**Extracted records:**
=-=-=

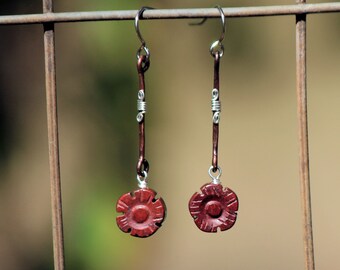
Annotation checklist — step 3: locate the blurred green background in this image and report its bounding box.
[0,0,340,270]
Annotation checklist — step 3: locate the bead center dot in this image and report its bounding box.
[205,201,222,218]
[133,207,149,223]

=-=-=

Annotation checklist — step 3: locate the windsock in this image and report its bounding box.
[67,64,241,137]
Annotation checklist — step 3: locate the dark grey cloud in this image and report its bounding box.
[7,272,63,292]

=-=-=

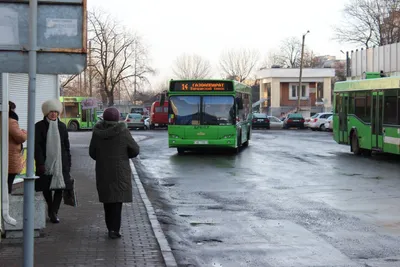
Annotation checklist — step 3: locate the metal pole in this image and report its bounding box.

=-=-=

**Direction:**
Please copy out the lines of the records word for word, starting at the line containing "Annotation checklist — step 3: locate the blurred" and ending at the line containing "[133,207,149,223]", both included.

**Solution for this task:**
Annotation checklist — step 3: locate the blurred green background in this image and report its bounding box.
[0,0,340,270]
Annotation checklist — step 3: locate the bead center dot in this image and report its bounding box.
[205,201,222,218]
[133,207,149,223]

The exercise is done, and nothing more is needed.